> _What needs to be done_:
Copy out everything from "Last week in" down to "and who gets to define what education means in the future." in the design school session recap below, word for word.

> _Passage provided_:

Last week in the Rosenverse, we hosted a session in which Nathan Shedroff, Hugh Dubberly, and Thomas J. McLeish explored what might replace the design school as we know it, and who gets to define what education means in the future.

Log into the Rosenverse to watch the recording.

See what you missed below.

How Will Design be Taught When the Schools Shut Down?

“What if learning was always mobile, decentralized, distributed among people and institutions, with new ways to acknowledge learning beyond grades?”

May 8: Design schools are collapsing—literally. When institutions like California College of the Arts close after more than a century, it’s clear our old model of design education can’t survive economic pressure, tech disruption, or outdated ideas about what “training” should be. So what comes next? Nathan Shedroff, Thomas J. McLeish, and Hugh Dubberly will lead an exploration of what might replace the design school as we know it: apprenticeships, corporate academies, AI mentors, decentralized credentialing—and models no one’s tried (yet). It’s not just about how designers will learn, but who gets to define what education means in the future. Watch the recording »

About the speakers:

Nathan Shedroff is the executive director of Seed Vault Ltd, a Singapore-based platform building an independent, trusted bot economy on the blockchain. He manages a cadre of experienced bot enthusiasts and technologists developing new ways to ensure user privacy, shepherd the shift to this new paradigm, create ways for people to profit from their creative work, and save the business sector from its most critical threat ever. He is a design pioneer turned entrepreneur and an international educator, speaker, and consultant. Read more »

> _Material shown_:

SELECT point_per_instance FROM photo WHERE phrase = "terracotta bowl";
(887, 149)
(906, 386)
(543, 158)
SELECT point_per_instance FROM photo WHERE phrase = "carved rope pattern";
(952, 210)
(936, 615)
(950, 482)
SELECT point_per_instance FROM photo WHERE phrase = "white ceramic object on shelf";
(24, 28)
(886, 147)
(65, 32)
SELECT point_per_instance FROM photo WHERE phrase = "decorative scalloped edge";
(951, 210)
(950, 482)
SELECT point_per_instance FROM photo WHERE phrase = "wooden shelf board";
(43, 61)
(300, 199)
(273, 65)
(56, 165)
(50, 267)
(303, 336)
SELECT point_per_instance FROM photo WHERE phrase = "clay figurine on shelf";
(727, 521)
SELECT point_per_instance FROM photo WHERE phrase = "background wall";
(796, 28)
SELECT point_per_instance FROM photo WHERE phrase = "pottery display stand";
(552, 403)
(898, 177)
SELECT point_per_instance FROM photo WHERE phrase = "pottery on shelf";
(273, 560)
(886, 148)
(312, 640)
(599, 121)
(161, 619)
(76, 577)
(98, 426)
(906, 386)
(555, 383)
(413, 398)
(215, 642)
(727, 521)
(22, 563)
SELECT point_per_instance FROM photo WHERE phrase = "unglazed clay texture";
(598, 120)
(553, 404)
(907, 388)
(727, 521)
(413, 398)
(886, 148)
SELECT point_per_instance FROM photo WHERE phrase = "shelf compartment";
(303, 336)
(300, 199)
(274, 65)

> _Answer_:
Last week in the Rosenverse, we hosted a session in which Nathan Shedroff, Hugh Dubberly, and Thomas J. McLeish explored what might replace the design school as we know it, and who gets to define what education means in the future.